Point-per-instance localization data
——————

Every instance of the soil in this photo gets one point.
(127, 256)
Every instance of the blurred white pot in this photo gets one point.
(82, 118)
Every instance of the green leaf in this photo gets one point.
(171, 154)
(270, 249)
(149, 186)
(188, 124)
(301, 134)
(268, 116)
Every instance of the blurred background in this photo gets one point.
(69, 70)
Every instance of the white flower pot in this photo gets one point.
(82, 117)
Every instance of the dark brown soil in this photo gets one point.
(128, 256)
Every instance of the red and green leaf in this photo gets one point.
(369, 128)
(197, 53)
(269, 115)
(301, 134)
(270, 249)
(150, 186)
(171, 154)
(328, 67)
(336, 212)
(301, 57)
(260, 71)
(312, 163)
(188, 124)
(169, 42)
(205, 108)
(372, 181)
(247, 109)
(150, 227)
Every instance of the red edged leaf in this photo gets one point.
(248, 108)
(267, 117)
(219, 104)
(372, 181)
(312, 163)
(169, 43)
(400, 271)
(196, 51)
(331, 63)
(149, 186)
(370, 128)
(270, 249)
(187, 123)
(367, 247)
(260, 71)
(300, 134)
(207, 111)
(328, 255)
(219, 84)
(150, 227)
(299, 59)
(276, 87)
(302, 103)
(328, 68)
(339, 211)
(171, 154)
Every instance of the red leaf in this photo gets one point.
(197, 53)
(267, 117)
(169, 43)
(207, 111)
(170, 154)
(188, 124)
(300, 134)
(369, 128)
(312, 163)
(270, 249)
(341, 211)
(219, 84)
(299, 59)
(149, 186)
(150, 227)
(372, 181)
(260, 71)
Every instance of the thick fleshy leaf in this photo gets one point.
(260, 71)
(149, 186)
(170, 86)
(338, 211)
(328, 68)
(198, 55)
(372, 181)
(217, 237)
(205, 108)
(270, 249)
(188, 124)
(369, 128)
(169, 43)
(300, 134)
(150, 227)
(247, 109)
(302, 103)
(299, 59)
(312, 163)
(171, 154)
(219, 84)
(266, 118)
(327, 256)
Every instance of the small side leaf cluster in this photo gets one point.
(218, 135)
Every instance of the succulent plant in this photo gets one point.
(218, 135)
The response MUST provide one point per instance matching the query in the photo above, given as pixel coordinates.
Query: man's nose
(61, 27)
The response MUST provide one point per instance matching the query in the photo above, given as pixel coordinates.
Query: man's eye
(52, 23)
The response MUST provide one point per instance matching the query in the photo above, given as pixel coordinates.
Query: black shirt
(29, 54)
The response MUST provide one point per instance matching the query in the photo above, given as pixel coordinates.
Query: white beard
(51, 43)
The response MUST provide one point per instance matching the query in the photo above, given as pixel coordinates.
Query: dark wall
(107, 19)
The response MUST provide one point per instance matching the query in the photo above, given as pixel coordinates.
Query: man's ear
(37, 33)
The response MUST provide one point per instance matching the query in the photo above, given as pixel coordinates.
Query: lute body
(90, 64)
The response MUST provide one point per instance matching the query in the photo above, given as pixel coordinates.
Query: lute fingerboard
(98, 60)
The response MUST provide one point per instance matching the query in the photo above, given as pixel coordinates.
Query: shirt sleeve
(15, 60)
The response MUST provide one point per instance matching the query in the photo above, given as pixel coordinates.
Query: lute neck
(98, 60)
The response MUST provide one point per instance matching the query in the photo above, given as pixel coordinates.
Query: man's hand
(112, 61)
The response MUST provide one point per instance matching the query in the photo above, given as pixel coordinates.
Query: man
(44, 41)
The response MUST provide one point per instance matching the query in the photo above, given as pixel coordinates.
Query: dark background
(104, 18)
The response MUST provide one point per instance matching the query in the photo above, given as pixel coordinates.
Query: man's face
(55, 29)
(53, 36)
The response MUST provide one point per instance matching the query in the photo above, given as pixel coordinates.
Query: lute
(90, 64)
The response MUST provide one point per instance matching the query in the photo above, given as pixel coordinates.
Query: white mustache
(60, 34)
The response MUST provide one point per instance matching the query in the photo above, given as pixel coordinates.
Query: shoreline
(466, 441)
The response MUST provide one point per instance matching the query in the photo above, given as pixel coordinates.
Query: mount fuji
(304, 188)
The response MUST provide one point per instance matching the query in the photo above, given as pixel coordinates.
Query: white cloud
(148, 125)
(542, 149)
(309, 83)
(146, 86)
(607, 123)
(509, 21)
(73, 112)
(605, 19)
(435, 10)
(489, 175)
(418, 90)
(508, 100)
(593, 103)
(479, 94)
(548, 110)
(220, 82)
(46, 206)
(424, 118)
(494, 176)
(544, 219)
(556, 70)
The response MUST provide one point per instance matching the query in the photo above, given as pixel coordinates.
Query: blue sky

——————

Copy every line that appears above, with each word kept as it is.

Every instance of the soil in this photo gets one point.
(127, 256)
Every instance of the blurred white pot in this photo gets one point.
(82, 118)
Every instance of the green leaf in this photo gets one point.
(171, 154)
(270, 249)
(149, 186)
(188, 124)
(301, 134)
(268, 116)
Every instance of the blurred background in this photo gets one point.
(69, 70)
Every instance of the white flower pot in this photo gets one point.
(82, 117)
Every instance of the dark brown soil in this photo gets one point.
(128, 256)
Every instance of the red and green leaf in this photo gets one point.
(369, 128)
(197, 53)
(269, 115)
(301, 134)
(270, 249)
(150, 186)
(171, 154)
(328, 67)
(336, 212)
(301, 57)
(260, 71)
(312, 163)
(188, 124)
(169, 42)
(205, 108)
(372, 181)
(247, 109)
(150, 227)
Every instance of the red edged leaf in this photo gets one point.
(248, 108)
(267, 117)
(219, 104)
(372, 181)
(312, 163)
(169, 43)
(400, 271)
(196, 51)
(331, 63)
(149, 186)
(370, 128)
(270, 249)
(187, 123)
(367, 247)
(260, 71)
(300, 134)
(207, 111)
(328, 255)
(219, 84)
(150, 227)
(299, 59)
(276, 87)
(302, 103)
(328, 68)
(339, 211)
(171, 154)
Every instance of the red leaf in this photo gets one point.
(197, 53)
(267, 117)
(169, 43)
(207, 111)
(170, 154)
(188, 124)
(300, 134)
(369, 128)
(312, 163)
(270, 249)
(341, 211)
(219, 84)
(299, 59)
(149, 186)
(150, 227)
(372, 181)
(260, 71)
Every instance of the thick fleshy leaf in this photo gets one point.
(260, 71)
(149, 186)
(170, 86)
(338, 211)
(328, 68)
(198, 55)
(372, 181)
(217, 237)
(205, 108)
(270, 249)
(188, 124)
(369, 128)
(169, 43)
(300, 134)
(150, 227)
(247, 109)
(302, 103)
(299, 59)
(312, 163)
(171, 154)
(219, 84)
(266, 118)
(327, 256)
Every instance of the small side leaf cluster in this photo gets one point.
(218, 135)
Every instance of the succulent plant in this photo gets one point.
(218, 135)
The response MUST provide one point per instance matching the query in the photo above, given as pixel coordinates.
Query: man's nose
(61, 27)
The response MUST provide one point per instance matching the query in the photo above, given as pixel coordinates.
Query: man's eye
(52, 23)
The response MUST provide one point per instance matching the query in the photo above, given as pixel coordinates.
Query: black shirt
(29, 54)
The response MUST provide one point per instance matching the query in the photo above, given as pixel coordinates.
Query: white beard
(51, 43)
The response MUST provide one point per instance matching the query in the photo above, given as pixel coordinates.
Query: dark wall
(107, 19)
The response MUST provide one point per instance matching the query in the photo above, given as pixel coordinates.
Query: man's ear
(37, 33)
The response MUST provide one point per instance matching the query in the photo above, given as pixel coordinates.
Query: lute body
(90, 64)
The response MUST provide one point per instance matching the query in the photo above, given as pixel coordinates.
Query: lute fingerboard
(98, 60)
The response MUST provide one point per instance matching the query in the photo above, given as pixel coordinates.
Query: shirt sleeve
(15, 60)
The response MUST provide one point per instance matching the query in the photo above, given as pixel coordinates.
Query: lute neck
(98, 60)
The response MUST provide one point per instance matching the query in the photo above, given as pixel coordinates.
Query: man's hand
(112, 61)
The response MUST provide one point per instance matching the query in the photo above, given as pixel coordinates.
Query: man
(44, 41)
The response MUST provide one point per instance matching the query in the photo above, given as pixel coordinates.
Query: dark background
(104, 18)
The response MUST provide one point per instance matching the query in the photo above, given as pixel coordinates.
Query: man's face
(55, 29)
(53, 36)
The response MUST provide one point per instance matching the query in the photo above, given as pixel coordinates.
Query: lute
(90, 64)
The response MUST provide one point per instance matching the query in the photo above, given as pixel coordinates.
Query: white mustache
(60, 34)
The response MUST provide one point per instance matching the query in the photo above, given as pixel coordinates.
Query: shoreline
(466, 441)
The response MUST provide one point per instance matching the query in the photo above, given as pixel coordinates.
Query: mount fuji
(304, 188)
The response MUST provide one point per instance matching the query in the photo above, given as pixel coordinates.
Query: white cloud
(148, 125)
(542, 149)
(309, 83)
(146, 86)
(607, 123)
(509, 21)
(73, 112)
(605, 19)
(435, 10)
(489, 175)
(418, 90)
(508, 100)
(593, 103)
(479, 94)
(548, 110)
(220, 82)
(46, 206)
(424, 118)
(494, 176)
(544, 219)
(556, 70)
The response MUST provide one point per instance matching the query in the photo above, given as pixel coordinates.
Query: blue sky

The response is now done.